Locate the line containing "If you could point at the white pedestal" in the data below. Reproduce it and every following line up to the end, exactly as given.
## START Record list
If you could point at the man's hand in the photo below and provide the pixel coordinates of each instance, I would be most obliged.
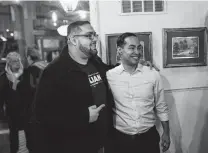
(94, 112)
(165, 144)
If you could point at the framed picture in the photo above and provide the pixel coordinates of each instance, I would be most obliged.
(145, 39)
(184, 47)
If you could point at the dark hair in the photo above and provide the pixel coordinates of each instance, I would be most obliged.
(121, 39)
(33, 53)
(75, 26)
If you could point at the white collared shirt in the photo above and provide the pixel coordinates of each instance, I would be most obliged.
(138, 97)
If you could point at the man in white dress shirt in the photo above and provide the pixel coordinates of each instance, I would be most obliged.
(139, 99)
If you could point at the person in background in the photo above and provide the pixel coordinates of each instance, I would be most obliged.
(10, 97)
(28, 85)
(139, 98)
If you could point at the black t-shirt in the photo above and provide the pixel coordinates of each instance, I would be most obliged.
(96, 83)
(100, 97)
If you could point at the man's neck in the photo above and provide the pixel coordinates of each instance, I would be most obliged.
(129, 68)
(74, 54)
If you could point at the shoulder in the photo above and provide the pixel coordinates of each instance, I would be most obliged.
(114, 71)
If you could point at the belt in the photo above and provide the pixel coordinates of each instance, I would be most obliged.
(135, 136)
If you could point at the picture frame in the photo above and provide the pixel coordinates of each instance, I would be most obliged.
(184, 47)
(145, 39)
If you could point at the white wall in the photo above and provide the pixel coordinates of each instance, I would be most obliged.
(189, 107)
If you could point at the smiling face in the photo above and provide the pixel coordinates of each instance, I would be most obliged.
(14, 65)
(130, 53)
(86, 40)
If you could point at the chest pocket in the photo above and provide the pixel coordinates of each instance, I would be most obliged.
(144, 89)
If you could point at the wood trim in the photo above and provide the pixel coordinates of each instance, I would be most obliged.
(185, 89)
(4, 131)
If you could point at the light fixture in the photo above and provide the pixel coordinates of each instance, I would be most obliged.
(55, 24)
(62, 30)
(54, 17)
(82, 14)
(69, 5)
(3, 38)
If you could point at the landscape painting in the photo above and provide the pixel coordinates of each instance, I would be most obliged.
(185, 47)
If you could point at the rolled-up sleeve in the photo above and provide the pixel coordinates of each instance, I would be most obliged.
(161, 106)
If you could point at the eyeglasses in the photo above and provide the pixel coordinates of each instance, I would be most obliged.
(91, 36)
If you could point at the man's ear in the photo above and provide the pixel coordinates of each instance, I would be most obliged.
(71, 40)
(119, 51)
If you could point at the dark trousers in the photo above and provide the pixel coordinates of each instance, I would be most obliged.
(29, 134)
(13, 136)
(147, 142)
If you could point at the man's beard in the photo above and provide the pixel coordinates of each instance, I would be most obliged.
(88, 52)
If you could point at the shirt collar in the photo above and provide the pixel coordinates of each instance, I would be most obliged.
(121, 68)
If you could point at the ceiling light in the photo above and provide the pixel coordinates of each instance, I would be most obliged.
(3, 38)
(62, 30)
(69, 5)
(82, 14)
(54, 17)
(55, 24)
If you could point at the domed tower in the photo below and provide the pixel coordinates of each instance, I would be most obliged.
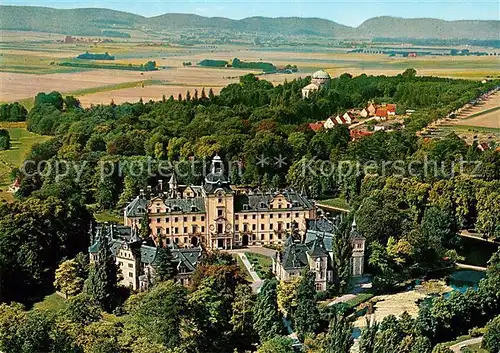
(320, 78)
(219, 204)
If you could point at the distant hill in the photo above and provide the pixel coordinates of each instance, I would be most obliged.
(93, 22)
(393, 27)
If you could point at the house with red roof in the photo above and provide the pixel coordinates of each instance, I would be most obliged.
(317, 126)
(381, 114)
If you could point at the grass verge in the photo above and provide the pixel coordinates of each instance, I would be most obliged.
(21, 142)
(261, 263)
(243, 268)
(51, 303)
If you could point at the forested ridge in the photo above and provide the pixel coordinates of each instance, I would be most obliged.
(410, 221)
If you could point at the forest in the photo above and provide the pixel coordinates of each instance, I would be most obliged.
(410, 221)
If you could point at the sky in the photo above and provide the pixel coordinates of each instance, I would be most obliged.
(351, 13)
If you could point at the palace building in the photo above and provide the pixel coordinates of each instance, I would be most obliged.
(136, 257)
(217, 215)
(315, 253)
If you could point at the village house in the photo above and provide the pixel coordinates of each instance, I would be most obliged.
(371, 109)
(381, 114)
(316, 254)
(319, 80)
(217, 215)
(364, 113)
(317, 126)
(136, 257)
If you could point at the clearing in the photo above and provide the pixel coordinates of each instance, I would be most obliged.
(21, 142)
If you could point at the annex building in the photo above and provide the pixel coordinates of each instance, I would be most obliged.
(218, 216)
(136, 257)
(316, 253)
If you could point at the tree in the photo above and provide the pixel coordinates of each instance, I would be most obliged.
(491, 339)
(164, 265)
(4, 139)
(267, 319)
(277, 344)
(287, 296)
(339, 337)
(421, 344)
(368, 337)
(441, 348)
(306, 317)
(101, 285)
(68, 279)
(244, 334)
(158, 314)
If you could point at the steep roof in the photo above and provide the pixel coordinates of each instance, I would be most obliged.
(316, 126)
(310, 87)
(137, 207)
(381, 112)
(260, 201)
(321, 74)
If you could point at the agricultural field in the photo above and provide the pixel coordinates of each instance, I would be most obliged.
(29, 64)
(21, 143)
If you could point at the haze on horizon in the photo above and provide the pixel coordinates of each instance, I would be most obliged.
(351, 13)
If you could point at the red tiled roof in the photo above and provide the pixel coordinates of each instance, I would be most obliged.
(359, 133)
(391, 108)
(382, 112)
(316, 126)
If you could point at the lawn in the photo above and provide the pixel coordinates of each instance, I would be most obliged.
(108, 216)
(51, 303)
(360, 298)
(338, 202)
(243, 268)
(262, 264)
(21, 142)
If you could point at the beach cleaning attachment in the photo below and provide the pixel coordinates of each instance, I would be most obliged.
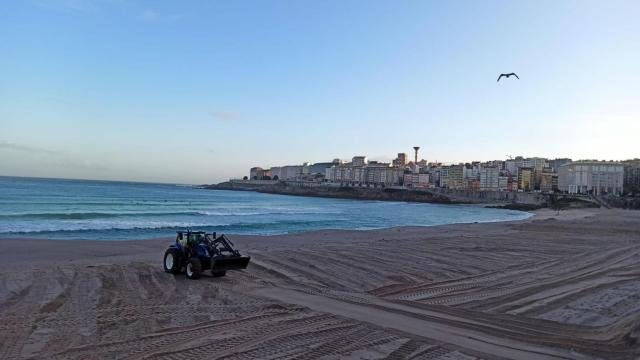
(196, 251)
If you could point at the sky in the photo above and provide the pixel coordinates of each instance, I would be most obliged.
(200, 91)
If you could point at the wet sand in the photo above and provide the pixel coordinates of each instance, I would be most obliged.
(556, 286)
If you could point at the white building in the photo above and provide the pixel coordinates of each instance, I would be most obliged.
(359, 161)
(503, 183)
(489, 178)
(591, 177)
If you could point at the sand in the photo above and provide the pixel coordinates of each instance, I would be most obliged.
(557, 286)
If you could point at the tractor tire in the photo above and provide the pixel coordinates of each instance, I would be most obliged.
(218, 273)
(172, 261)
(194, 269)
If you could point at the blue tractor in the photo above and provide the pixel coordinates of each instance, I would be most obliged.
(196, 251)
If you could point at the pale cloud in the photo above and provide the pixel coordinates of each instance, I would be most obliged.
(154, 16)
(82, 6)
(227, 115)
(7, 145)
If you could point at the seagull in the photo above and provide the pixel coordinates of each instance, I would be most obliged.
(507, 76)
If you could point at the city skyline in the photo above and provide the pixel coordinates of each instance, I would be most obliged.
(163, 92)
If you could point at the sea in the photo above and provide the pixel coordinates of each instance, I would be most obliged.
(110, 210)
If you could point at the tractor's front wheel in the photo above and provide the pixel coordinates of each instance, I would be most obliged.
(172, 261)
(194, 268)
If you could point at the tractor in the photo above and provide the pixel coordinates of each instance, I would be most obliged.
(196, 251)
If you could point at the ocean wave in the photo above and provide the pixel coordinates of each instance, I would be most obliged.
(170, 227)
(90, 215)
(106, 215)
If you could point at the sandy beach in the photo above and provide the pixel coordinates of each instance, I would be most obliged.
(556, 286)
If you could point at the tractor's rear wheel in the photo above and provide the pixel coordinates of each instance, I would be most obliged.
(172, 261)
(218, 273)
(194, 268)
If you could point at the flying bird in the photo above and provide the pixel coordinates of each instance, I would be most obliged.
(507, 76)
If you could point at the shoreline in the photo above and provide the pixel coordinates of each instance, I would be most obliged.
(521, 289)
(435, 196)
(531, 217)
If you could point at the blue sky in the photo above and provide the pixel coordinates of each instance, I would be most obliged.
(199, 91)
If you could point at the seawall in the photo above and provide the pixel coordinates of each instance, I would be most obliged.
(527, 201)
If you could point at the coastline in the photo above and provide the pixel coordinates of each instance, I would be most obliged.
(525, 289)
(510, 200)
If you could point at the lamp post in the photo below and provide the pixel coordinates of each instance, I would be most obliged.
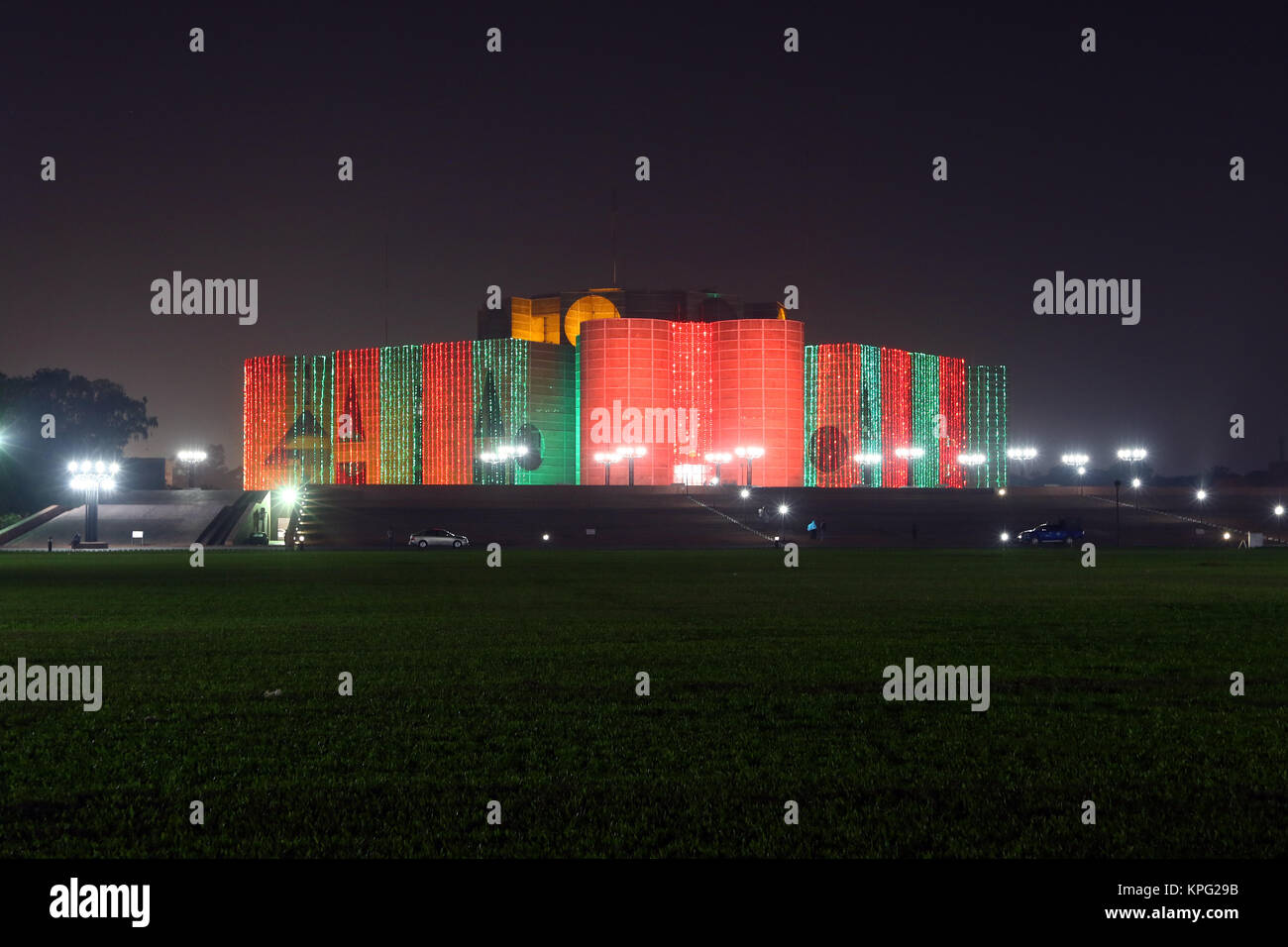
(719, 459)
(1119, 522)
(1132, 457)
(606, 460)
(90, 478)
(748, 454)
(1080, 463)
(192, 460)
(630, 454)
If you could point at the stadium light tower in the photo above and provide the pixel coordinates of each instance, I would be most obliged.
(1132, 457)
(90, 478)
(748, 454)
(974, 460)
(1080, 463)
(1025, 455)
(719, 459)
(606, 460)
(192, 460)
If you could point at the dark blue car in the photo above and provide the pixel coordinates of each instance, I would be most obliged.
(1059, 532)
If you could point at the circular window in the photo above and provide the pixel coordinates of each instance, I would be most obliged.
(829, 449)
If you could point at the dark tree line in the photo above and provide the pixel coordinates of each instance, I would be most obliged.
(53, 416)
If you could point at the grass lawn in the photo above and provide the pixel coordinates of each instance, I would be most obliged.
(518, 684)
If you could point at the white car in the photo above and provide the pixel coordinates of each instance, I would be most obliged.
(437, 538)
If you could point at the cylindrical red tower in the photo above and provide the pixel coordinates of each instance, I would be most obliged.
(626, 399)
(760, 397)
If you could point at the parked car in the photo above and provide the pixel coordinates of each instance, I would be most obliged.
(437, 538)
(1044, 534)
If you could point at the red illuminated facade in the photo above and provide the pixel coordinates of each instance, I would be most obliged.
(687, 389)
(557, 382)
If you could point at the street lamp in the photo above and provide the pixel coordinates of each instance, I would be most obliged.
(91, 476)
(719, 459)
(748, 454)
(192, 460)
(630, 454)
(606, 460)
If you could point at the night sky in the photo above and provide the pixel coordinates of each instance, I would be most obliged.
(768, 169)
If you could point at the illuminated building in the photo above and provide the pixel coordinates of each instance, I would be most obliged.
(555, 380)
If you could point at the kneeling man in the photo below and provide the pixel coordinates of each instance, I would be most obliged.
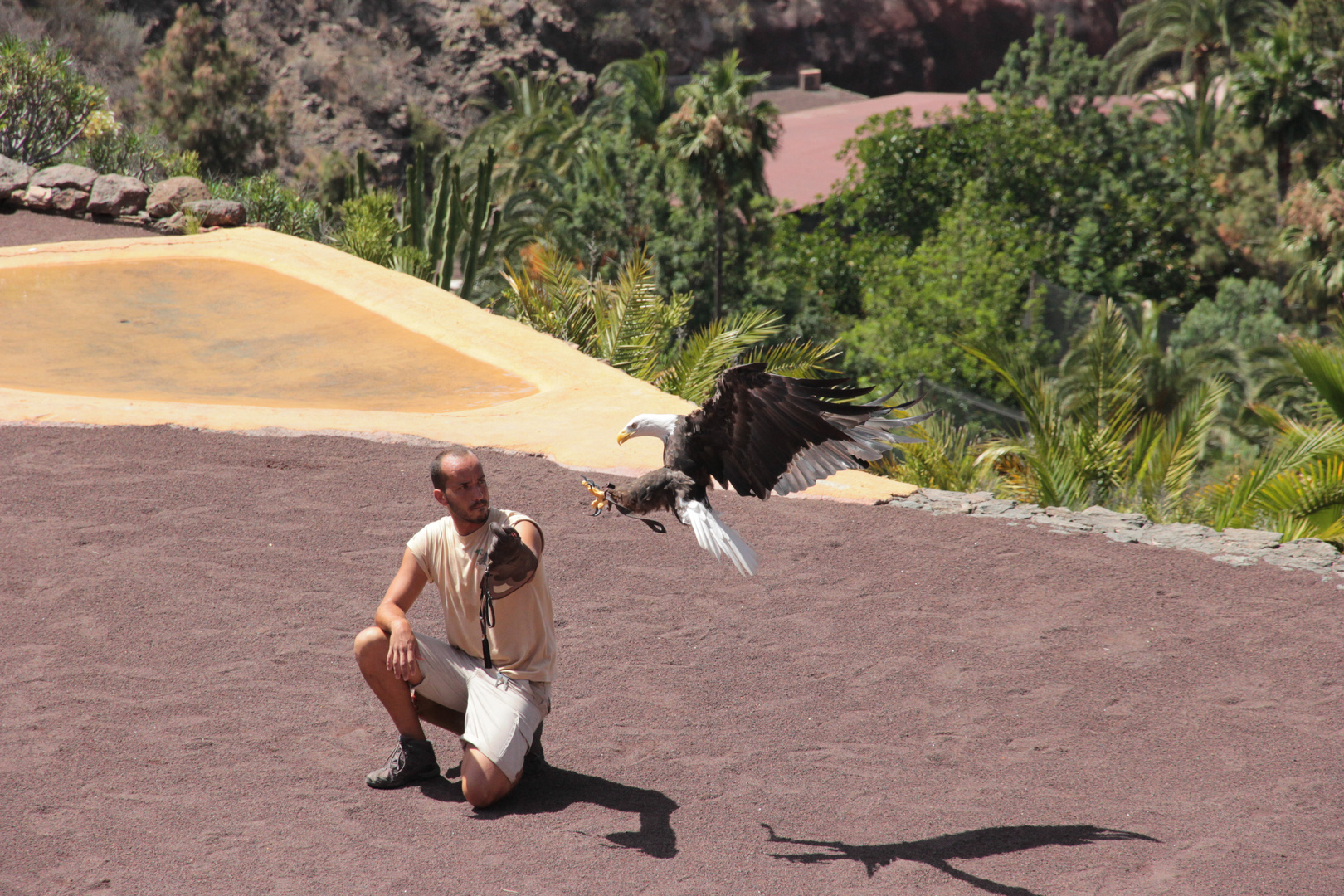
(496, 705)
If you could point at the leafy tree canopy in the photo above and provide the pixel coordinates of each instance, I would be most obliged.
(205, 95)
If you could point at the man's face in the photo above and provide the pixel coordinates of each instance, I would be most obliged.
(465, 496)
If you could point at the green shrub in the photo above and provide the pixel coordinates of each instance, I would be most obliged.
(123, 149)
(1244, 314)
(45, 104)
(370, 227)
(270, 203)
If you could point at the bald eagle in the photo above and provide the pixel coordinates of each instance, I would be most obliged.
(760, 434)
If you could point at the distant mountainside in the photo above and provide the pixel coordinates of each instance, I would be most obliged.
(364, 74)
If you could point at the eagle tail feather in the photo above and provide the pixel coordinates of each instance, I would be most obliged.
(717, 536)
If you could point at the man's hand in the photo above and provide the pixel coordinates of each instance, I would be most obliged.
(403, 655)
(402, 650)
(509, 562)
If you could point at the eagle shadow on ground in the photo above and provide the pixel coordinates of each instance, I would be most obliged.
(937, 852)
(550, 789)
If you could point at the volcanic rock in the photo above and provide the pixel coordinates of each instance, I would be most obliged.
(117, 195)
(169, 195)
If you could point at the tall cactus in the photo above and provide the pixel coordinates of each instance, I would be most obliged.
(459, 229)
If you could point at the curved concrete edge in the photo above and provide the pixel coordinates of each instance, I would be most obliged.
(572, 419)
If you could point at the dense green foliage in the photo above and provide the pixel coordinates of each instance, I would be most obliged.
(629, 325)
(45, 104)
(203, 95)
(1120, 299)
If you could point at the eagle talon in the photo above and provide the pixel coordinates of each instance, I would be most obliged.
(601, 503)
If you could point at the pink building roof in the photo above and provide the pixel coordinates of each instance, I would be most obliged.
(804, 167)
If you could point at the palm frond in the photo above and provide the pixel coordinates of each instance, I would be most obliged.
(796, 358)
(694, 370)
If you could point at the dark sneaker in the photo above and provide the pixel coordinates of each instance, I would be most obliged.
(411, 762)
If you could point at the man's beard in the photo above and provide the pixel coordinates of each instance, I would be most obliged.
(475, 514)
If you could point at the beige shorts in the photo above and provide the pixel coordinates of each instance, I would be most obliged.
(502, 713)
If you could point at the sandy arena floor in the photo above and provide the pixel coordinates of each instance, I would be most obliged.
(898, 704)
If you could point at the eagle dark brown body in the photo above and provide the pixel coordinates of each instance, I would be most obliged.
(760, 434)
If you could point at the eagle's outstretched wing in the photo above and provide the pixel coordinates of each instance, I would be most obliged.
(763, 433)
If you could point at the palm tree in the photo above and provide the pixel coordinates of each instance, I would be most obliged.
(722, 136)
(1090, 440)
(1277, 88)
(1315, 234)
(1200, 34)
(637, 91)
(1298, 486)
(629, 325)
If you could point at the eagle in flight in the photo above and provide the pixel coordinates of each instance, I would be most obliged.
(760, 433)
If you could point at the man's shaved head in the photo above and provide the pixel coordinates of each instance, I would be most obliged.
(436, 469)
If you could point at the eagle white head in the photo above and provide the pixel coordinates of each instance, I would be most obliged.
(659, 425)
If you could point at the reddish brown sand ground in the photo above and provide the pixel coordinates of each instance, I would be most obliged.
(898, 704)
(22, 227)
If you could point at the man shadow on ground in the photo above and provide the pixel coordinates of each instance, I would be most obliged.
(548, 789)
(937, 852)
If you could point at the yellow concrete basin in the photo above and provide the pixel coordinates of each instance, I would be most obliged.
(324, 343)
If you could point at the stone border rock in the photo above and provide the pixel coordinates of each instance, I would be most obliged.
(1238, 547)
(75, 191)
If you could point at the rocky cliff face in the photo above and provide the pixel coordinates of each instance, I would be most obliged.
(888, 46)
(368, 74)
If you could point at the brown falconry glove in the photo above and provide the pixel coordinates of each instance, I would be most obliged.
(509, 562)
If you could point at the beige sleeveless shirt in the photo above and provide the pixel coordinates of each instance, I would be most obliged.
(523, 638)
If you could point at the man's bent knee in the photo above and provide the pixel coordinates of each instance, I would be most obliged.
(483, 782)
(371, 641)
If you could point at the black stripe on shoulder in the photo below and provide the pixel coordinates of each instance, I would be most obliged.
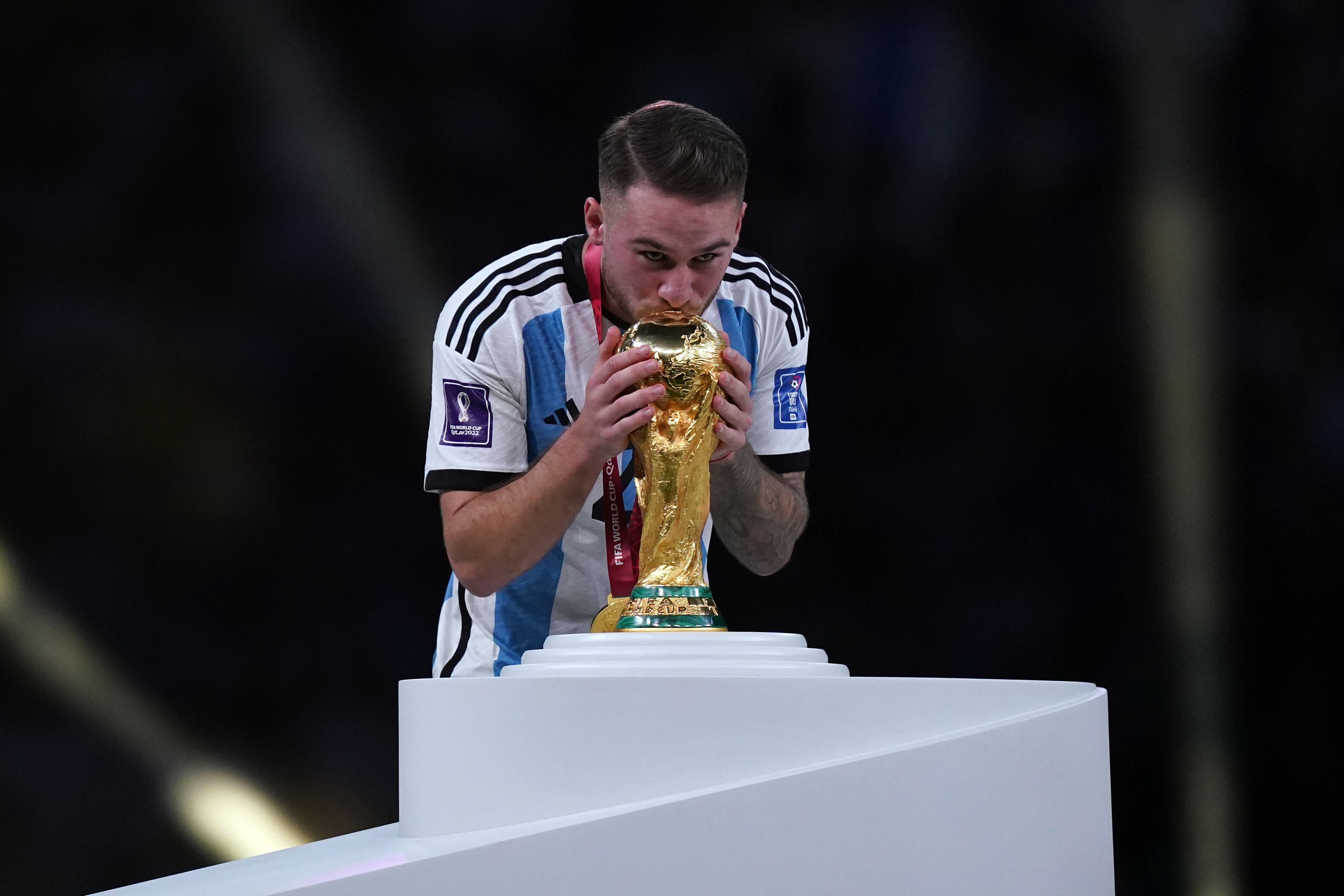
(492, 284)
(464, 480)
(502, 288)
(507, 297)
(779, 283)
(796, 463)
(780, 288)
(464, 633)
(574, 277)
(775, 300)
(795, 296)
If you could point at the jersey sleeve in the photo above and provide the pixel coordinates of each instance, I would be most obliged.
(780, 397)
(476, 425)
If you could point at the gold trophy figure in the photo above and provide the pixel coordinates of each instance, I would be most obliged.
(673, 456)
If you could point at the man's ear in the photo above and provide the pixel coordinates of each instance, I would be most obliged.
(593, 221)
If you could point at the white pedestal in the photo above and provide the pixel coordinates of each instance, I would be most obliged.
(677, 653)
(764, 784)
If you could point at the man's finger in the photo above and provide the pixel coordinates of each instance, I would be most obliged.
(628, 425)
(625, 378)
(606, 348)
(740, 365)
(729, 437)
(635, 401)
(732, 414)
(736, 390)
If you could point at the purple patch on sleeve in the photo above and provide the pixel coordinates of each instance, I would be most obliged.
(791, 408)
(468, 420)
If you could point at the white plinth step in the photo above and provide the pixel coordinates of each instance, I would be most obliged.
(677, 653)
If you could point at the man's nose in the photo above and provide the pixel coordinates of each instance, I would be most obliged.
(675, 288)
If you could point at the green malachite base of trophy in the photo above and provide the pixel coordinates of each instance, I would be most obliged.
(671, 609)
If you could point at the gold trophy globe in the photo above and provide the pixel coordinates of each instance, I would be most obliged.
(673, 455)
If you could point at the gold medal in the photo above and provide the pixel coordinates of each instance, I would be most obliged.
(608, 616)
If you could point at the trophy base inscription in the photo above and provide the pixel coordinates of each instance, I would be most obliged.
(671, 608)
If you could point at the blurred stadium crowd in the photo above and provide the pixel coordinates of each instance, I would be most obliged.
(228, 228)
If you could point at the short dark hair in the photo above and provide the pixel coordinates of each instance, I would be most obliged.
(677, 148)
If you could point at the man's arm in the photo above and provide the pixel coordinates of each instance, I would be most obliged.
(760, 514)
(757, 512)
(495, 536)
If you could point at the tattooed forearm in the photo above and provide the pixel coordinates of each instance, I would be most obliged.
## END Record list
• [The completed task]:
If you could point at the white pedestal in the photo above and provide the pixel coordinates of each instance, I would be most obliged.
(677, 653)
(764, 784)
If you could point at the man's finger in the photo above and provide the pixel coordinates of each instance, I would be most obliged.
(628, 425)
(625, 378)
(606, 348)
(740, 365)
(729, 437)
(635, 401)
(732, 414)
(736, 390)
If you could point at the purple patch on sleeve in the photo above and provide the pixel coordinates of each instance, I would be most obliged.
(791, 408)
(468, 420)
If you could point at the white plinth step in the photo above and provide the pixel coordinates of each instance, I would be most obliged.
(677, 653)
If you could point at the man's nose in the photo above and provide the pixel coordinates of each instance, I would be most obliged.
(675, 288)
If you could point at the green malachite base of trophy in the photo above and provide the pixel coordinates of each instance, I would be most obliged.
(671, 609)
If you could point at the gold trophy globe in the photo above and provide the pixel coordinates of each instance, I would be most obliged.
(673, 455)
If you could point at the gold medal in the photo above and provide the pixel coordinates of each instance, I would be most obliged.
(608, 616)
If you could point at the trophy base inscription in the photo above and provide the pixel coordinates of each instance, I would be most obliged.
(671, 608)
If you could point at the blurred stadium crowd in the photo above and provide the pixel coordinates of each instance, I would be most obliged.
(228, 228)
If you could point at the short dark hair in the photo above and provide the pixel coordinates of each instance, I would be most obliged.
(677, 148)
If you could point at the man's arm in the photo above and provide the pixel coordinates of each instance, I would be most obliged.
(760, 514)
(757, 512)
(495, 536)
If you could point at the tattooed forearm in the photo above and provide the pixel coordinates of each instance, I would be most obliged.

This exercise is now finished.